Problem to work on:
In your copy, reproduce the entries exactly as they are, minus the images.

---+---

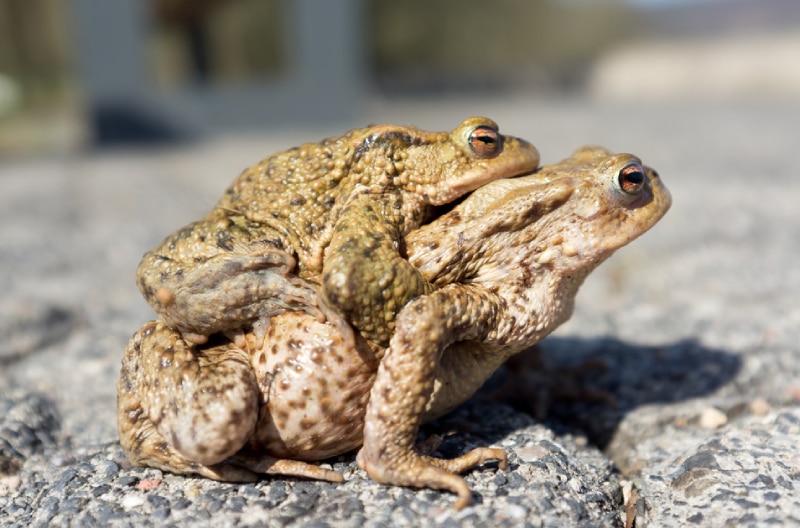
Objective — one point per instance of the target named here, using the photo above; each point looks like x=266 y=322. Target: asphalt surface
x=690 y=415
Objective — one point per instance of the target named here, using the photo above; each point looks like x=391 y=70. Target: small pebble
x=132 y=501
x=712 y=418
x=760 y=407
x=8 y=484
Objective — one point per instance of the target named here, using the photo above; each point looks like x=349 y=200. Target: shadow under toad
x=587 y=386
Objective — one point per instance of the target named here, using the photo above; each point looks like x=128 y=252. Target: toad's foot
x=267 y=465
x=404 y=385
x=427 y=472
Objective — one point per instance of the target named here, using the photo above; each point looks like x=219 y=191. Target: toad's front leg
x=222 y=273
x=365 y=275
x=182 y=410
x=405 y=382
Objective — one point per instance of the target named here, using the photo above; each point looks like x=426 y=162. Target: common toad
x=506 y=264
x=304 y=221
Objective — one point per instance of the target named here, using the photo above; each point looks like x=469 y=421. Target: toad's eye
x=486 y=142
x=631 y=179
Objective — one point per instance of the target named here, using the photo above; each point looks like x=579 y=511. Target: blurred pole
x=324 y=80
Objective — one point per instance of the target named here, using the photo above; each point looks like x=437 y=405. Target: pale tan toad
x=506 y=263
x=304 y=221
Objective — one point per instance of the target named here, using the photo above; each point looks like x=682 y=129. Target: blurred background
x=82 y=73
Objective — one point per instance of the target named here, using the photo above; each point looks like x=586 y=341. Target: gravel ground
x=690 y=416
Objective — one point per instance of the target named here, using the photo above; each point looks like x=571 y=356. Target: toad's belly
x=315 y=387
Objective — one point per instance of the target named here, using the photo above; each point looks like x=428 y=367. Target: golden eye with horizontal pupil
x=631 y=179
x=486 y=142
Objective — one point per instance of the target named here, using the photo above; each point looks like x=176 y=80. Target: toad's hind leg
x=405 y=382
x=182 y=409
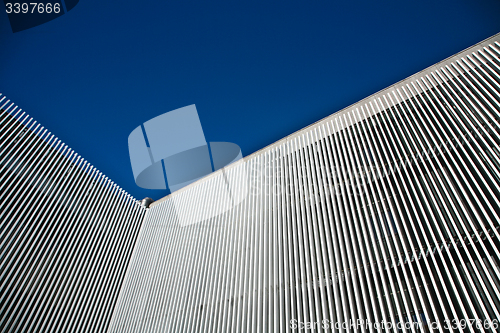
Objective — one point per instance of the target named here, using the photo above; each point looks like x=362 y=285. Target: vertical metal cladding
x=66 y=233
x=386 y=212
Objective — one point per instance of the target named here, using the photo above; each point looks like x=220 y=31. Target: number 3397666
x=32 y=7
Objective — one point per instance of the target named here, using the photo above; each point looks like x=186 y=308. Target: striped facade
x=387 y=211
x=66 y=233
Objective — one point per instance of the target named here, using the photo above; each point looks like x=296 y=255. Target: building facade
x=384 y=213
x=66 y=233
x=387 y=211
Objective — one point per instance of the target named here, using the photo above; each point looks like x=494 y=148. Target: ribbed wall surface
x=386 y=211
x=66 y=233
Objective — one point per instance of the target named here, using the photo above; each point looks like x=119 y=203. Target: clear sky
x=256 y=70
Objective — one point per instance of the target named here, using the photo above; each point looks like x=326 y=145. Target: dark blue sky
x=256 y=70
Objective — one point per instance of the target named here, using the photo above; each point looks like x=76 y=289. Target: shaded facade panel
x=387 y=211
x=66 y=233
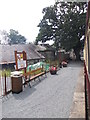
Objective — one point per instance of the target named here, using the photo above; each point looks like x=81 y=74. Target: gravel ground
x=50 y=98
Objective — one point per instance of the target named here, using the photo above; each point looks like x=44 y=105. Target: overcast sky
x=22 y=15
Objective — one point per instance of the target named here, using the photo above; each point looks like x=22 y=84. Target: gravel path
x=50 y=98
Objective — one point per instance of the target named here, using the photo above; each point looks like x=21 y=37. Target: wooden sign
x=21 y=60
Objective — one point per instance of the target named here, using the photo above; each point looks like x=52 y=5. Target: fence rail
x=5 y=85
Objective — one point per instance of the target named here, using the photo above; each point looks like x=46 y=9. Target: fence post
x=5 y=85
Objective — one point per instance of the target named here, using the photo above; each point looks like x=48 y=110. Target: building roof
x=7 y=52
x=45 y=47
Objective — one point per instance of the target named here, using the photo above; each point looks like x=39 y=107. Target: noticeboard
x=21 y=60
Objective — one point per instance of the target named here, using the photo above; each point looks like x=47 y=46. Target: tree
x=16 y=38
x=64 y=23
x=4 y=39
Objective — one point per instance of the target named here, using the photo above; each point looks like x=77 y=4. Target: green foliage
x=65 y=24
x=16 y=38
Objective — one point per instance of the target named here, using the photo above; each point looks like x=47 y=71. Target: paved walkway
x=50 y=98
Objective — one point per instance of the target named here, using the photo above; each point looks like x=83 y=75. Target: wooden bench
x=32 y=75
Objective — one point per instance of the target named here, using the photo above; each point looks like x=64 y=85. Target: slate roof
x=7 y=52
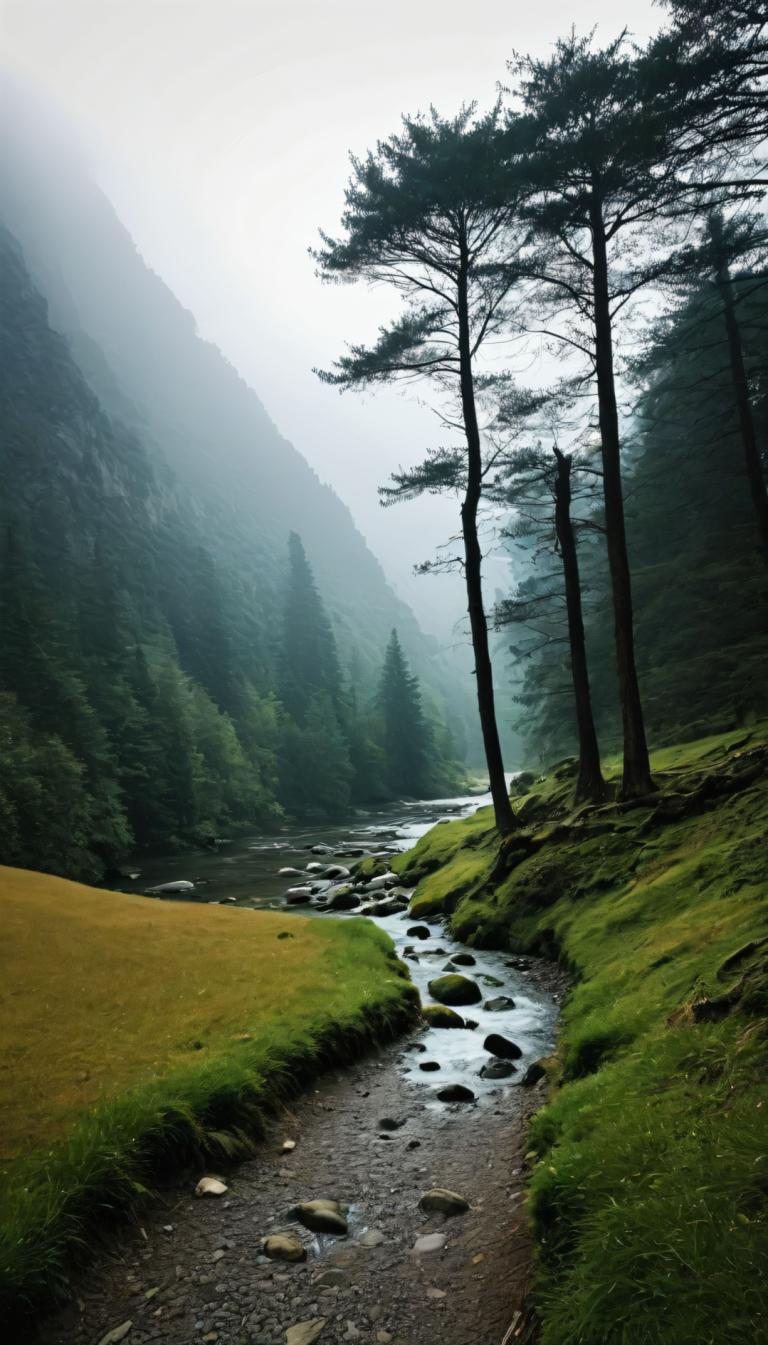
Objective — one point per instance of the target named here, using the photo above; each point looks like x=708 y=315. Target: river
x=245 y=872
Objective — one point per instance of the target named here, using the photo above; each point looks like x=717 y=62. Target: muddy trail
x=375 y=1138
x=194 y=1270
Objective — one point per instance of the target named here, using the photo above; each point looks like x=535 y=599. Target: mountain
x=145 y=514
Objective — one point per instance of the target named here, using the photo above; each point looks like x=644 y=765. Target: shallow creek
x=194 y=1270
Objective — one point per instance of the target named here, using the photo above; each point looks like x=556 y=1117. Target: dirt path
x=194 y=1271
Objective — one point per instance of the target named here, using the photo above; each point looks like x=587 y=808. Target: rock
x=455 y=1092
x=533 y=1075
x=210 y=1186
x=441 y=1201
x=455 y=989
x=343 y=900
x=384 y=880
x=332 y=1278
x=322 y=1216
x=417 y=932
x=498 y=1045
x=386 y=908
x=299 y=896
x=284 y=1247
x=429 y=1243
x=498 y=1069
x=116 y=1334
x=304 y=1333
x=439 y=1016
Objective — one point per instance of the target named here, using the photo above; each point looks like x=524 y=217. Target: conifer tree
x=406 y=736
x=308 y=659
x=429 y=214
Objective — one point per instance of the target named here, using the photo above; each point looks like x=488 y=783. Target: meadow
x=140 y=1034
x=648 y=1165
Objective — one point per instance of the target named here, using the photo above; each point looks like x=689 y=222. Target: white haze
x=221 y=131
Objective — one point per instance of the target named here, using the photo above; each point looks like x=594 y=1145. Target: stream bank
x=195 y=1270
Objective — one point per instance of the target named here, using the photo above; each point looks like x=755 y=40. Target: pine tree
x=308 y=659
x=406 y=736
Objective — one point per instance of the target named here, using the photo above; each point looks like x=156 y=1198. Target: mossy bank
x=141 y=1034
x=648 y=1184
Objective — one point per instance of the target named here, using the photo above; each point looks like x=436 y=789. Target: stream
x=371 y=1135
x=246 y=873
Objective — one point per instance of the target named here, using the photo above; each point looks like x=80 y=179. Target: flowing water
x=245 y=872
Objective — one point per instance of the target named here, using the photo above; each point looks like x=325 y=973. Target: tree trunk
x=589 y=786
x=636 y=778
x=743 y=405
x=474 y=577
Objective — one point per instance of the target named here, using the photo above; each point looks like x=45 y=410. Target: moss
x=648 y=1195
x=145 y=1034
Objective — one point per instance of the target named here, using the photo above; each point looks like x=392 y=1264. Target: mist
x=222 y=133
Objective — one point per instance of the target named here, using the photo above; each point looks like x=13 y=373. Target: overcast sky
x=221 y=131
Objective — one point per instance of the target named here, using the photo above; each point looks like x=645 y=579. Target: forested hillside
x=170 y=666
x=698 y=579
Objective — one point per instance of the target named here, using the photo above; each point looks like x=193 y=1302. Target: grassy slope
x=143 y=1033
x=650 y=1174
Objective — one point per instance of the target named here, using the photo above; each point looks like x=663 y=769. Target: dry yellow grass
x=100 y=991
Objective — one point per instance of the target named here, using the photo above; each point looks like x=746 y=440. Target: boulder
x=429 y=1243
x=498 y=1069
x=455 y=1092
x=386 y=908
x=455 y=989
x=499 y=1004
x=210 y=1186
x=342 y=900
x=441 y=1201
x=533 y=1073
x=284 y=1247
x=417 y=932
x=502 y=1047
x=439 y=1016
x=322 y=1216
x=304 y=1333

---+---

Result of this task:
Objective — one point per instance of the target named here, using the photo above; each point looks like x=266 y=322. Target: asphalt surface
x=690 y=415
Objective — one point per instance of the target named here, using the photo above; each point looks like x=391 y=70. Target: small pebble
x=132 y=501
x=712 y=418
x=760 y=407
x=8 y=484
Objective — one point per instance of the target named here, using the photo above; each point looks like x=349 y=200. Target: shadow under toad
x=587 y=386
Objective — one point per instance of the target named here, using the photo above; each point looks like x=128 y=252. Target: toad's foot
x=267 y=465
x=404 y=385
x=427 y=472
Objective — one point per instance of the target named here, using the photo above; each point looks like x=219 y=191. Target: toad's front leg
x=222 y=273
x=365 y=275
x=182 y=410
x=405 y=382
Objective — one point per instance of the target named here, using the photo above; each point looks like x=426 y=162. Target: common toad
x=506 y=264
x=304 y=221
Objective — one point per instance of the target named here, using the photo above; each point looks like x=469 y=421. Target: toad's eye
x=486 y=142
x=631 y=179
Objective — one point per instance of the target named here, using the photo above; each point looks like x=579 y=511. Target: blurred pole
x=324 y=80
Objective — one point per instance of the target named here, using the photo above; each point looks like x=437 y=405. Target: pale tan toad
x=506 y=263
x=304 y=221
Objective — one point per instance of the target named here, using the photo above; each point looks like x=682 y=129. Target: blurred background
x=82 y=73
Objective — one point per instance of the target named here, using the photo above; each point looks like x=586 y=341. Target: gravel ground
x=690 y=416
Objective — one point per instance of the target named here, using the photo above; each point looks like x=571 y=356. Target: toad's belly
x=315 y=387
Objective — one point per instance of the target named here, using the photo above; each point looks like x=428 y=367. Target: golden eye with horizontal pupil
x=631 y=179
x=486 y=142
Objective — one point per instance of the target named here, using the photo above; each point looks like x=176 y=80. Target: toad's hind leg
x=405 y=382
x=182 y=409
Objective — one point per instance of the target named here, using the photo above; each point looks like x=362 y=285. Target: vertical metal cladding
x=66 y=233
x=386 y=212
Objective — one point per instance of the target named here, using the photo above; each point looks like x=220 y=31. Target: number 3397666
x=32 y=7
Objective — one point per instance of the target named here, using the photo above; each point looks like x=186 y=308. Target: striped facade
x=387 y=211
x=66 y=233
Objective — one point per instance of the target named here, using the photo above; each point looks like x=296 y=255. Target: building facade
x=384 y=213
x=66 y=233
x=387 y=211
Objective — one point per instance of the target named here, using the photo above; each point looks like x=494 y=148. Target: ribbed wall surface
x=386 y=211
x=66 y=233
Objective — one point per instance of the target named here, using the photo above; each point looks like x=119 y=203. Target: clear sky
x=256 y=70
Objective — one point per instance of the target named here, using the photo above; each point looks like x=326 y=145. Target: dark blue sky
x=256 y=70
Objective — one point per instance of the target named here, using the photo above; each point looks like x=76 y=289. Target: shaded facade panel
x=387 y=211
x=66 y=233
Objective — one point per instance of the target named here, using the photo above; each point looks like x=81 y=74. Target: gravel ground
x=50 y=98
Objective — one point per instance of the target named here, using the photo above; each point looks like x=44 y=105. Target: overcast sky
x=22 y=15
Objective — one point per instance of the target named here, using the photo above; each point looks like x=22 y=84. Target: gravel path
x=50 y=98
Objective — one point per instance of the target named here, using the photo above; each point looks like x=21 y=37. Target: wooden sign
x=21 y=60
Objective — one point per instance of the target named here, using the photo above; each point looks like x=52 y=5. Target: fence rail
x=5 y=85
Objective — one point per instance of the target named here, using the photo above; each point looks like x=46 y=9. Target: fence post
x=5 y=85
Objective — one point per instance of the target named here, using the photo above; each point looks like x=48 y=110. Target: building roof
x=7 y=52
x=45 y=47
Objective — one point per instance of the target named here, using the photo above; each point looks like x=39 y=107. Target: noticeboard
x=21 y=60
Objective — one point per instance of the target named here, using the photo above; each point looks like x=47 y=46. Target: tree
x=16 y=38
x=64 y=23
x=4 y=39
Objective — one point per instance of the target named here, using the photo above; each point looks like x=77 y=4. Target: green foliage
x=65 y=24
x=16 y=38
Objective — one point per instance of the target named here, using the photo above; each point looks like x=47 y=71. Target: paved walkway
x=50 y=98
Objective — one point per instance of the target named here, using the photo above; each point looks like x=83 y=75. Target: wooden bench
x=32 y=75
Objective — one point per instance of the target named here, using the photo above; each point looks like x=64 y=85. Target: slate roof
x=7 y=52
Objective — one point per instance of the target named here, using the photo above; each point looks like x=708 y=315. Target: river
x=245 y=872
Objective — one point per instance of the target named here, using the photo above; each point looks like x=717 y=62. Target: muddy trail
x=375 y=1138
x=194 y=1270
Objective — one point per instance of the target named here, using the photo above; each point looks like x=535 y=599. Target: mountain
x=145 y=514
Objective — one point per instance of the target named here, using the photo above; each point looks like x=644 y=765. Target: shallow creek
x=194 y=1270
Objective — one point per instance of the target named here, using the photo above; each point looks like x=556 y=1117. Target: dirt path
x=194 y=1271
Objective — one point per instance of the target named here, using the photo above; each point looks like x=587 y=808. Target: rock
x=455 y=1092
x=533 y=1075
x=210 y=1186
x=441 y=1201
x=455 y=989
x=343 y=900
x=384 y=880
x=332 y=1278
x=322 y=1216
x=417 y=932
x=498 y=1045
x=386 y=908
x=299 y=896
x=284 y=1247
x=429 y=1243
x=498 y=1069
x=116 y=1334
x=304 y=1333
x=439 y=1016
Objective — one point per instance of the target named here, using the photo above; each point looks like x=524 y=217. Target: conifer tree
x=406 y=736
x=308 y=659
x=429 y=214
Objective — one point per instance of the target named here, using the photo above; each point looks like x=488 y=783. Target: meadow
x=140 y=1034
x=648 y=1165
Objective — one point per instance of the target named here, using the photo above; each point looks like x=689 y=222. Target: white haze
x=221 y=131
Objective — one point per instance of the target named here, using the photo above; each point looks like x=594 y=1145. Target: stream bank
x=195 y=1270
Objective — one point per instance of the target named here, using the photo above; each point looks like x=755 y=40. Target: pine tree
x=308 y=659
x=406 y=736
Objective — one point per instance of the target named here, using the photo above; each point looks like x=156 y=1198. Target: mossy bank
x=141 y=1034
x=648 y=1184
Objective — one point per instance of the target named here, using the photo above; each point looks like x=436 y=789. Target: stream
x=371 y=1135
x=246 y=873
Objective — one point per instance of the target named here, using the photo above; each point looks like x=80 y=179. Target: flowing water
x=245 y=872
Objective — one point per instance of the target named here, using the photo above; each point looks like x=325 y=973. Target: tree trunk
x=589 y=786
x=636 y=778
x=743 y=405
x=474 y=577
Objective — one point per instance of the target named here, using the photo above; each point looks like x=45 y=410. Target: moss
x=648 y=1195
x=145 y=1034
Objective — one point per instance of the target named here, using the photo above; each point looks like x=392 y=1264. Target: mist
x=222 y=133
Objective — one point per instance of the target named here, using the photo above; each point looks like x=13 y=373. Target: overcast sky
x=221 y=131
Objective — one point per instance of the target named here, using the photo above; each point looks like x=645 y=579. Target: forested hillside
x=170 y=666
x=698 y=579
Objective — one point per instance of the target named here, using the photo above; each point looks like x=193 y=1302. Target: grassy slope
x=143 y=1033
x=650 y=1174
Objective — one point per instance of the target named here, using the photo above; each point looks like x=663 y=769. Target: dry yellow grass
x=100 y=991
Objective — one point per instance of the target named here, using the photo above; each point looks like x=746 y=440. Target: boulder
x=429 y=1243
x=498 y=1069
x=455 y=1092
x=386 y=908
x=455 y=989
x=499 y=1004
x=210 y=1186
x=342 y=900
x=441 y=1201
x=533 y=1073
x=284 y=1247
x=417 y=932
x=502 y=1047
x=439 y=1016
x=322 y=1216
x=304 y=1333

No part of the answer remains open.